Retype the items below verbatim, everything from the line containing "Locate one point per instance of the sunlight" down to the line containing "[(491, 442), (465, 439)]", both included.

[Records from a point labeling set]
---

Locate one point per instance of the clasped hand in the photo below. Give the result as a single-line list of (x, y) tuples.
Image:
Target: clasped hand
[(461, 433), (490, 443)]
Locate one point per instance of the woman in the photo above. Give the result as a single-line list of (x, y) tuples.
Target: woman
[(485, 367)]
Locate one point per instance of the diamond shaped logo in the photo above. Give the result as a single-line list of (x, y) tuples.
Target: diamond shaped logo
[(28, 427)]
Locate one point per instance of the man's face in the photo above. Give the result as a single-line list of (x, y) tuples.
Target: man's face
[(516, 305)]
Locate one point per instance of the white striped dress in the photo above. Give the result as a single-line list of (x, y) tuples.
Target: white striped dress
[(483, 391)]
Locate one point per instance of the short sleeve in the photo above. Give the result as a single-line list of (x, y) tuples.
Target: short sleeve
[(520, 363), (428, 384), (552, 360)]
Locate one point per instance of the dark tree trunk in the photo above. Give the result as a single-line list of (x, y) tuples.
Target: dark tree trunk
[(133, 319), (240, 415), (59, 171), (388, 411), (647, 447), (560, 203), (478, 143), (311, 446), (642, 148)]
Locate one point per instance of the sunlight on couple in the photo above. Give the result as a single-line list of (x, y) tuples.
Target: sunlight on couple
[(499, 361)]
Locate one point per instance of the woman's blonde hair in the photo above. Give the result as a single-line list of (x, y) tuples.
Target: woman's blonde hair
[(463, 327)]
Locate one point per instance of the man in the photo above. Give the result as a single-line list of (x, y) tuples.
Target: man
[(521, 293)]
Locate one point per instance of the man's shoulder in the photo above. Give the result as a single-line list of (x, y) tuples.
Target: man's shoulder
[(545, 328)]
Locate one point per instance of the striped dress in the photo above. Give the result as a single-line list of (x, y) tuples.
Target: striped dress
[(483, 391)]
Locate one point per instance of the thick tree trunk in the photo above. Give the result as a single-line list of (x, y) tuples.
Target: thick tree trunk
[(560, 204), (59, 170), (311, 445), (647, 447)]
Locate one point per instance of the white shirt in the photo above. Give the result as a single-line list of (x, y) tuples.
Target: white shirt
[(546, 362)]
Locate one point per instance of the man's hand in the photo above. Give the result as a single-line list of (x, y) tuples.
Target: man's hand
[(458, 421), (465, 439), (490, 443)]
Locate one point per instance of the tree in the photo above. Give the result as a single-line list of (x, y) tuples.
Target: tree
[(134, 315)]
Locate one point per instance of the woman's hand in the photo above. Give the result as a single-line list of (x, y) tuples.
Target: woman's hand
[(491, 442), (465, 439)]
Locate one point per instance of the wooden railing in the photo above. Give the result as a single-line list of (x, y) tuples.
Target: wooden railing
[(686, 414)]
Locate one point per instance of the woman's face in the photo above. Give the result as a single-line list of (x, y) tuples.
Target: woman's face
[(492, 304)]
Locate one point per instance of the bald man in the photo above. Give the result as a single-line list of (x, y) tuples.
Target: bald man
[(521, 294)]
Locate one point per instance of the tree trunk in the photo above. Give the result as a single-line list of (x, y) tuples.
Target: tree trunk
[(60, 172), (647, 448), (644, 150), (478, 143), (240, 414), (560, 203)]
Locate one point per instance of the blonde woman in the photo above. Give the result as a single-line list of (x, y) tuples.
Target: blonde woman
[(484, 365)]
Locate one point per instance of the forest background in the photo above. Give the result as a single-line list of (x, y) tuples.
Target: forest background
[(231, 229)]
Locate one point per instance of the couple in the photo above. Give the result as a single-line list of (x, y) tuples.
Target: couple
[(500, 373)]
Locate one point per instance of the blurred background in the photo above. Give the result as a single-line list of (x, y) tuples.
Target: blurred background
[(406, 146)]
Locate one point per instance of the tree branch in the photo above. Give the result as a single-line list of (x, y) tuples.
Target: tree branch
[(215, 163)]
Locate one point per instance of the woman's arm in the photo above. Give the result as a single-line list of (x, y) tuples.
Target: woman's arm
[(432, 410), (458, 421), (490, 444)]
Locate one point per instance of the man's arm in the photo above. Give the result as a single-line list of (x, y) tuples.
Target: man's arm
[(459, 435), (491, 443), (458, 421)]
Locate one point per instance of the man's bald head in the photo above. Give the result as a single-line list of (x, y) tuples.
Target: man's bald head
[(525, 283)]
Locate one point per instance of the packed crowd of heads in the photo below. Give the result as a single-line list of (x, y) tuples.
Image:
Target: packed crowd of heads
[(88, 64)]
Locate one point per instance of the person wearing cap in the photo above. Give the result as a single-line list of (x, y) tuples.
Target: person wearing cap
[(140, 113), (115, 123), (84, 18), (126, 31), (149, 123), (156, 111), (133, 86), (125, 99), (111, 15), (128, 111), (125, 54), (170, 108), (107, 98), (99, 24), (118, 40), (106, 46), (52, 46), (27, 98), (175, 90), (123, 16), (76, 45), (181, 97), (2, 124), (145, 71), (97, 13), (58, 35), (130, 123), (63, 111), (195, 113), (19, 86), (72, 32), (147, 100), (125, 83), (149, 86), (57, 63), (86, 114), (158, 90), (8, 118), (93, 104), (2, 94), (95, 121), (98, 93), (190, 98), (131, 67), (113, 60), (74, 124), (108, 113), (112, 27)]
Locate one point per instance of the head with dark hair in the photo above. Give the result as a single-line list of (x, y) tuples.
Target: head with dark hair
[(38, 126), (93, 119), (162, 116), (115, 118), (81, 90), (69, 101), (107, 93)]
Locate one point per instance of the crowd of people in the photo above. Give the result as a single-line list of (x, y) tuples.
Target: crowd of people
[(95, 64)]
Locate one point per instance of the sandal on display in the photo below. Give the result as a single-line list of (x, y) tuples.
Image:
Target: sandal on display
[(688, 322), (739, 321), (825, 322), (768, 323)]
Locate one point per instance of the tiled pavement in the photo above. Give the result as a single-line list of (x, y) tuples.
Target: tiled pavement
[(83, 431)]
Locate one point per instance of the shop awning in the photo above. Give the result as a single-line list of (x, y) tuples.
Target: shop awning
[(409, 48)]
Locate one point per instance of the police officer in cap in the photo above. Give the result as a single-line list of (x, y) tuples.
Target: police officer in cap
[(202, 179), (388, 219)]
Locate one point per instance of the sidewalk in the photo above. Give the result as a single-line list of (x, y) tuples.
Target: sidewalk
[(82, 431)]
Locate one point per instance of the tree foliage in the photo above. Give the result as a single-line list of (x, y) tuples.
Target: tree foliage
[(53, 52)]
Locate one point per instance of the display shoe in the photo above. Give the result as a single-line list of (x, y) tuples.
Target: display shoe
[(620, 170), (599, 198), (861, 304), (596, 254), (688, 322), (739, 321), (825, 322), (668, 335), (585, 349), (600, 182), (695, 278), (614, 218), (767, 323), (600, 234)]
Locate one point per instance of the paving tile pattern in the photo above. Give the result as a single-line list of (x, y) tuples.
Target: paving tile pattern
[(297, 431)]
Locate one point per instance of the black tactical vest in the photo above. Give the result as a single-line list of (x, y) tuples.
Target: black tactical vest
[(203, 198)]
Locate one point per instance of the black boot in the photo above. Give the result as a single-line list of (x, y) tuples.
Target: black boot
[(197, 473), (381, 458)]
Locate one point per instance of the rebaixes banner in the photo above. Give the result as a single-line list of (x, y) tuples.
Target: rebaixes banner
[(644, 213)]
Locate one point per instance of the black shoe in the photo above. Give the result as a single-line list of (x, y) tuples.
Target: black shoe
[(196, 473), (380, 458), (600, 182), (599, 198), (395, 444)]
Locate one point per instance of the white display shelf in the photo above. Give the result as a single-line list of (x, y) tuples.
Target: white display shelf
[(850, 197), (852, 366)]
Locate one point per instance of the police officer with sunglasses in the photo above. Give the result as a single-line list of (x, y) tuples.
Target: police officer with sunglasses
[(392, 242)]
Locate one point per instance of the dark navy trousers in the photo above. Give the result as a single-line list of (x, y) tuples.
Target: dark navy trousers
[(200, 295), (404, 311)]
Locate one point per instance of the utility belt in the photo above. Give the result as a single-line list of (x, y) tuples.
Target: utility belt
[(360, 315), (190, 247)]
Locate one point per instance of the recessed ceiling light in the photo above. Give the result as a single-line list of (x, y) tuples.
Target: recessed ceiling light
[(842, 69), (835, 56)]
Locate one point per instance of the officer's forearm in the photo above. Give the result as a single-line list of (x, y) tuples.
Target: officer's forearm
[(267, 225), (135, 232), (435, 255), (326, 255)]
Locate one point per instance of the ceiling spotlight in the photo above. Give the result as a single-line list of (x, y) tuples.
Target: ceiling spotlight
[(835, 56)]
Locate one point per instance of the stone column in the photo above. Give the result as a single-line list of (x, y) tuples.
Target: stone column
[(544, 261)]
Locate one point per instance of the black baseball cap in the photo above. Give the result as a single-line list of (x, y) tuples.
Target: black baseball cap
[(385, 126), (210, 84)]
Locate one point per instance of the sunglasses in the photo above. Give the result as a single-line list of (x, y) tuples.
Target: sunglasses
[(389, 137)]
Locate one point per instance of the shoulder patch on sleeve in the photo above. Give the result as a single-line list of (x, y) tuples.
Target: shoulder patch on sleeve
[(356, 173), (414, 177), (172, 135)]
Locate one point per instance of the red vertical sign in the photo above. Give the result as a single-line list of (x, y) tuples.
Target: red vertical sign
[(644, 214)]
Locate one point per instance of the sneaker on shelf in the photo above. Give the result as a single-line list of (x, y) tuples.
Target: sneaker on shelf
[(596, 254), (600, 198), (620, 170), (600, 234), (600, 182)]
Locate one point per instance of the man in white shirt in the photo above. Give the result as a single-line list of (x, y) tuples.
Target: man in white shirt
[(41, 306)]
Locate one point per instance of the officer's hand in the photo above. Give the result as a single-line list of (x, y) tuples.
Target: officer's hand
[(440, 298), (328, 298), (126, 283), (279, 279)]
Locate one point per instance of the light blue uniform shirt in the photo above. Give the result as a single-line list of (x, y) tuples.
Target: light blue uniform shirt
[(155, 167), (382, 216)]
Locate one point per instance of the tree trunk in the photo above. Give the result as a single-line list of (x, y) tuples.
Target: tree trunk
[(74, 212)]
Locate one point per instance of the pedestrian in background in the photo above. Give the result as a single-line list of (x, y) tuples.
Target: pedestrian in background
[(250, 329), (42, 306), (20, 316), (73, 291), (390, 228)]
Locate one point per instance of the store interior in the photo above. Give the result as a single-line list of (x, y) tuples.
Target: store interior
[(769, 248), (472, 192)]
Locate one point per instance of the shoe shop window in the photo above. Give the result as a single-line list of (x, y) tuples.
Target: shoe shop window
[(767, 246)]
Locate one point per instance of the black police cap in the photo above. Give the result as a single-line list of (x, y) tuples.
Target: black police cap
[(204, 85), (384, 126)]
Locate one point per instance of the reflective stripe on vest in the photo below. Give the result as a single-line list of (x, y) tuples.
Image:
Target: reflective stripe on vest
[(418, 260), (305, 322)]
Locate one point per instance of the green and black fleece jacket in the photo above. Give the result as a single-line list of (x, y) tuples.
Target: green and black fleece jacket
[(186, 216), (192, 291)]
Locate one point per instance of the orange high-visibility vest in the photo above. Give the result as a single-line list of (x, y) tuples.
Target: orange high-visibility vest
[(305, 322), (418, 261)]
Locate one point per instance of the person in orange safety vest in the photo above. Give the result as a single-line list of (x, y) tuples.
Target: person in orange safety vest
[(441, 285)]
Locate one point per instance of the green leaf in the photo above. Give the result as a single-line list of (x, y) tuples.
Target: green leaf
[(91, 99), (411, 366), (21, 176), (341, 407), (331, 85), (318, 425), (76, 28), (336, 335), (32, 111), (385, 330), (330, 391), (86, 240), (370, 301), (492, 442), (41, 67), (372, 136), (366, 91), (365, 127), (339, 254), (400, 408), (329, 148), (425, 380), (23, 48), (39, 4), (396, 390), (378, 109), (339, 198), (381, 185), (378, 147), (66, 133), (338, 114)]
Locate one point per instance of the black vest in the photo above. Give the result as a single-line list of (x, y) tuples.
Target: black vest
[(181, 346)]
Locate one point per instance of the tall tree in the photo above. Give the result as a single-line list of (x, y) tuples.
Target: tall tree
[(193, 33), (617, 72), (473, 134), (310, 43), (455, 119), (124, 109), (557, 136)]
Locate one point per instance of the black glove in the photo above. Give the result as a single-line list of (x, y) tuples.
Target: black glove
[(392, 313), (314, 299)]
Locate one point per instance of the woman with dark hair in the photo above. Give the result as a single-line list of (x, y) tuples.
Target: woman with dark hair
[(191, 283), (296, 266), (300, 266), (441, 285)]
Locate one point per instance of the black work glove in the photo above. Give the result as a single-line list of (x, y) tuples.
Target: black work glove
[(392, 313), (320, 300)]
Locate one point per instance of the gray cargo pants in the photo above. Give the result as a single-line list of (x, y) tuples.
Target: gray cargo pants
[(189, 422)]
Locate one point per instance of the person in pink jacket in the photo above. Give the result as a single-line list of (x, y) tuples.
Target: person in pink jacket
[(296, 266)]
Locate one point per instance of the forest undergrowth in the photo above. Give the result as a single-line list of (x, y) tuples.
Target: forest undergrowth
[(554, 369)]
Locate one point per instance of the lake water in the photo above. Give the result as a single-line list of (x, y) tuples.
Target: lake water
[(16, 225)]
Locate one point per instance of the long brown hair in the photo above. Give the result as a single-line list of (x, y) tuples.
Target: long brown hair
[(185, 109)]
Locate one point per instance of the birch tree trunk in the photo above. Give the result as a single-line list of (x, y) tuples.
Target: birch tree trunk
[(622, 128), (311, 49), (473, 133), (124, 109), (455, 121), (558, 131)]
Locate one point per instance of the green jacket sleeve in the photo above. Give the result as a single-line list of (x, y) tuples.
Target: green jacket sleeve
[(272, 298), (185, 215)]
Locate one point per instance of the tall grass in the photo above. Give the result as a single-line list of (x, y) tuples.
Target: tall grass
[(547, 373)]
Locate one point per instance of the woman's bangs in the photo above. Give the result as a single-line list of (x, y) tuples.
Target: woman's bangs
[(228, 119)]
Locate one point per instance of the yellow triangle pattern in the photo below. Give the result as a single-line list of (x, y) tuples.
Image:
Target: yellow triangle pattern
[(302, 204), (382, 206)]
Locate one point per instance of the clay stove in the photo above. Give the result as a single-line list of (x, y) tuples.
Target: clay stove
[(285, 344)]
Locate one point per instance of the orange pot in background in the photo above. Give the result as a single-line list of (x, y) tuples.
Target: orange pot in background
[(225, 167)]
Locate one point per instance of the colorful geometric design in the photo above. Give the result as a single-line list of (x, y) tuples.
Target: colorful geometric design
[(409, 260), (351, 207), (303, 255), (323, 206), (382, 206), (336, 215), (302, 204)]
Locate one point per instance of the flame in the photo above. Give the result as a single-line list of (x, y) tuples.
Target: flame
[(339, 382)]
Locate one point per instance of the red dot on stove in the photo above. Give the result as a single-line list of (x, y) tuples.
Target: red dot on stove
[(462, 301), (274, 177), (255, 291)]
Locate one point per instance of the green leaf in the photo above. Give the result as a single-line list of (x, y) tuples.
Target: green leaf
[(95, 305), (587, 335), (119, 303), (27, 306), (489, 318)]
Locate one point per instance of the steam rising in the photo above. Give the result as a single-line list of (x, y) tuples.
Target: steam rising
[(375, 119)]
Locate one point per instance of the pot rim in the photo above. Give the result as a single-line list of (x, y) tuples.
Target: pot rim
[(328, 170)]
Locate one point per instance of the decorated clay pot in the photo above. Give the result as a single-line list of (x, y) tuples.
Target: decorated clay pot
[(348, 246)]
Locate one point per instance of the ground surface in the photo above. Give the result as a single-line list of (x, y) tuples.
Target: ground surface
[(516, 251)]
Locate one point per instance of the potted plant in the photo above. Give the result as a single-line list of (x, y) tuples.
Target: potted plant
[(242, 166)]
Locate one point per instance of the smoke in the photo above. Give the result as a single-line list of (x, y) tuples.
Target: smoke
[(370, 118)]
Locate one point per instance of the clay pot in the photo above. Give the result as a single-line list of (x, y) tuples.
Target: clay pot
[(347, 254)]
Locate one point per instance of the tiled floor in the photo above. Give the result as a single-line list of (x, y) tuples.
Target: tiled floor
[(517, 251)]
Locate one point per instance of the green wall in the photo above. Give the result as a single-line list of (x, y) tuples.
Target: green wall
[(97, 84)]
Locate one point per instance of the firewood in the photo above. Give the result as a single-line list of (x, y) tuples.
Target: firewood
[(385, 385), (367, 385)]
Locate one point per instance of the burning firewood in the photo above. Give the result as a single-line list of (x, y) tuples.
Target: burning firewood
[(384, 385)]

---

Task output:
Locate one point per instance of the sunlight on couple in the photo above. Give the result as a single-line list of (x, y) tuples.
Target: sunlight on couple
[(499, 361)]
Locate one point per instance of the woman's blonde hair in the photo above. Give the result as a single-line list of (x, y) tuples.
Target: woman's blonde hair
[(463, 327)]
Locate one point per instance of the man in the photo above. Give the result as a single-line list of (x, y) tuples.
Target: man
[(521, 293)]
Locate one point per instance of the man's shoulder in the photo above. Give the result as a single-line list of (x, y) tuples.
Target: man's shoulder
[(545, 328)]
Locate one point per instance of the striped dress in the photo above. Give the result as a single-line list of (x, y) tuples.
Target: striped dress
[(483, 391)]
Locate one point per instance of the thick tree trunk in the photo above. Give the result as a single-line list of (x, y) tuples.
Target: thick tree trunk
[(560, 204), (59, 170), (311, 445), (647, 447)]
Locate one point per instance of the white shirt in the photo above. Give the result as a single-line list of (x, y) tuples.
Target: white shirt
[(546, 362)]
Locate one point per instance of the man's hand in the photo above. Give the result as a single-line list of (x, y) tuples.
Target: man's hand
[(458, 421), (465, 439), (490, 443)]
Locate one point per instance of the tree in the photo above. Give the result as a single-line list of (x, y) tuples.
Target: tree
[(134, 315)]
Locate one point per instance of the woman's hand in the photo above. Give the result as a single-line list of (x, y) tuples.
Target: woman's hand
[(491, 442), (465, 439)]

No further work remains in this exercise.